[[ Passage open ]]

SECTION 8.09 Notices.
All written notices to be given under this Agreement shall be given by first-class mail or
personal delivery to the party entitled thereto at its address set forth below, or at such address as
the party may provide to the other party in writing from time to time, except that notices from the
Purchaser to IBank shall be given by registered mail, or by telecommunication confirmed in
writing. Notice shall be effective forty-eight (48) hours after deposit in the United States mail,
postage prepaid or, in the case of any notice to IBank, or in the case of personal delivery to any
person, upon actual receipt at the address set forth below:
If to IBank:
California Infrastructure and Economic Development Bank
Attn: Loan Servicing Manager, Agreement Number ISRF 20-135
P.O. Box 2830
Sacramento, CA 95812-2830
For overnight mail or personal delivery only:
California Infrastructure and Economic Development Bank
Attn: Loan Servicing Manager, Agreement Number ISRF 20-135
1325 J Street, Suite 1300
Sacramento, CA 95814
With a copy to the General Counsel of IBank at the same address.
If to the Purchaser: City of San Luis Obispo
879 Morro Street
San Luis Obispo, CA 93401
Attn.: Utilities Director
Or to such other address as may be designated in writing by the Purchaser.
SECTION 8.10 Contact Persons.
(a) The Executive Director of IBank or such other person as designated in writing by
IBank shall manage this Agreement for IBank and shall have authority to make determinations
and findings with respect to each controversy arising under or in connection with the interpretation,
performance, or payment for work performed under this Agreement.
(b) The Purchaser’s contact person shall be its Deputy Director Utilities - Water, or
such other person as may be designated in writing by the Purchaser (the “Purchaser
Representative”). The Purchaser’s Deputy Director Utilities - Water shall be the Purchaser
Representative for the administration of this Agreement and shall have full authority to act on
behalf of the Purchaser and may designate in writing another person or persons authorized to
49
request disbursement of Facility Funds. All communications given to the Purchaser’s Deputy
Director Utilities - Water shall be as binding as if given to the Purchaser.
SECTION 8.11 Partial Invalidity.
The illegality, unenforceability, or invalidity of any provision of this Agreement with
regard to any Party or circumstance shall not render that provision illegal, unenforceable, or invalid
with regard to any other Party or circumstance. All provisions of this Agreement, in all other
respects, shall remain legal, enforceable, and valid to the fullest extent permitted by law. If any
provision of this Agreement is held to be illegal, unenforceable, or invalid by a court of competent
jurisdiction, then such provision shall be deemed severed from this Agreement and this Agreement
shall be construed and enforced as if such illegal, unenforceable, or invalid provision had never
been part hereof.

[[ Passage closed ]]
[[ Records supplied open ]]

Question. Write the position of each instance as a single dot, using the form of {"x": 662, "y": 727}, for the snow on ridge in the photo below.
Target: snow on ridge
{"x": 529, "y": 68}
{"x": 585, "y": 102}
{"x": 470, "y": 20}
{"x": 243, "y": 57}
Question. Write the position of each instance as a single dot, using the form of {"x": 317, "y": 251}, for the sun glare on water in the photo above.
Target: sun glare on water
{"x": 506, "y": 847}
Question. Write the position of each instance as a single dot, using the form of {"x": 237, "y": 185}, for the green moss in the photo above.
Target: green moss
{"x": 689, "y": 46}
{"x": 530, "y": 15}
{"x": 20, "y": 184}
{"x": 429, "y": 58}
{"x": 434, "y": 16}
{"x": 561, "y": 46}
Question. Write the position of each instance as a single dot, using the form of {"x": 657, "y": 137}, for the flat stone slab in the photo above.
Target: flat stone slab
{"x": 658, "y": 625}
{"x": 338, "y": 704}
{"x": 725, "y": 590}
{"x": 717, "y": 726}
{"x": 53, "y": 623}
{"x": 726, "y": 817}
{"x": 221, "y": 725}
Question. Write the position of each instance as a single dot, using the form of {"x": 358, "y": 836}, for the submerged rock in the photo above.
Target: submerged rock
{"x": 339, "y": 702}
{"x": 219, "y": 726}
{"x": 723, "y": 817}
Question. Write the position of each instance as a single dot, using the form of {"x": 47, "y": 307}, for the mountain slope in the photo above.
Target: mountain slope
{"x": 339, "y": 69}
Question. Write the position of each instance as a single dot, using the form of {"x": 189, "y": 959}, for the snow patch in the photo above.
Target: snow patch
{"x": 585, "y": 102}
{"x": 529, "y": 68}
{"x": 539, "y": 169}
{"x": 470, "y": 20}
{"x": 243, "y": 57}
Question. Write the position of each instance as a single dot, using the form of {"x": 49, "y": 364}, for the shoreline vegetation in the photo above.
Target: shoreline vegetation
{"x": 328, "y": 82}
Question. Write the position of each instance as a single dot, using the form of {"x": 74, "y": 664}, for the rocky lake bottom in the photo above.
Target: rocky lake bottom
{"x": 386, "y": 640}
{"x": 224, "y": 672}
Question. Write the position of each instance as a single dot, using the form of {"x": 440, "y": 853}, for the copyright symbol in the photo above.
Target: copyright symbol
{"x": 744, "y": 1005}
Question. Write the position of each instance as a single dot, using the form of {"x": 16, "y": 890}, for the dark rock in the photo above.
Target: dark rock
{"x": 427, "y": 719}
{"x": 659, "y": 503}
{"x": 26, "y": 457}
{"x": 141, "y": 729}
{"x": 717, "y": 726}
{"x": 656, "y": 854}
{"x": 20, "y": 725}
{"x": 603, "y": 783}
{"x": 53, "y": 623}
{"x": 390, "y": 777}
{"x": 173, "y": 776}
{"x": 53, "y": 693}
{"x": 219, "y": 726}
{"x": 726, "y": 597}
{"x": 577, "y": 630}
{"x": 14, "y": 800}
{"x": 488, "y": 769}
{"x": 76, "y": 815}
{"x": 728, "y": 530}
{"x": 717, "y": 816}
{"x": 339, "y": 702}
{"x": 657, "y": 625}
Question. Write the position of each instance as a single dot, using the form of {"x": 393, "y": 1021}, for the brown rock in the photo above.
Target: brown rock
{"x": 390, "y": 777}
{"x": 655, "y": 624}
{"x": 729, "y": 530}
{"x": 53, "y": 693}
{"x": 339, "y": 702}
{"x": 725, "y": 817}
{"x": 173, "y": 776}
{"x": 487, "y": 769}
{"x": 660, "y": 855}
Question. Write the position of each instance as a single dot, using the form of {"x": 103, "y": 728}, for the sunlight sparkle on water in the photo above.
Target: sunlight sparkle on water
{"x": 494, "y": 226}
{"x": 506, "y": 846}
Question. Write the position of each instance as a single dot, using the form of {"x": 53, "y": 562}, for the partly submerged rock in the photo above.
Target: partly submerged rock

[[ Records supplied closed ]]

Decide whether each statement agrees with the agreement excerpt. For each, answer yes or no and quote the deciding words from the excerpt.
1. The Purchaser may send notices to IBank by first-class mail.
2. Notices to IBank are also copied to IBank's General Counsel.
3. If a court holds one provision invalid, the whole Agreement becomes unenforceable.
The data above are separate material with no connection to the agreement excerpt.

Problem solution:
1. No: "notices from the Purchaser to IBank shall be given by registered mail, or by telecommunication confirmed in writing"
2. Yes: "With a copy to the General Counsel of IBank at the same address."
3. No: "such provision shall be deemed severed from this Agreement"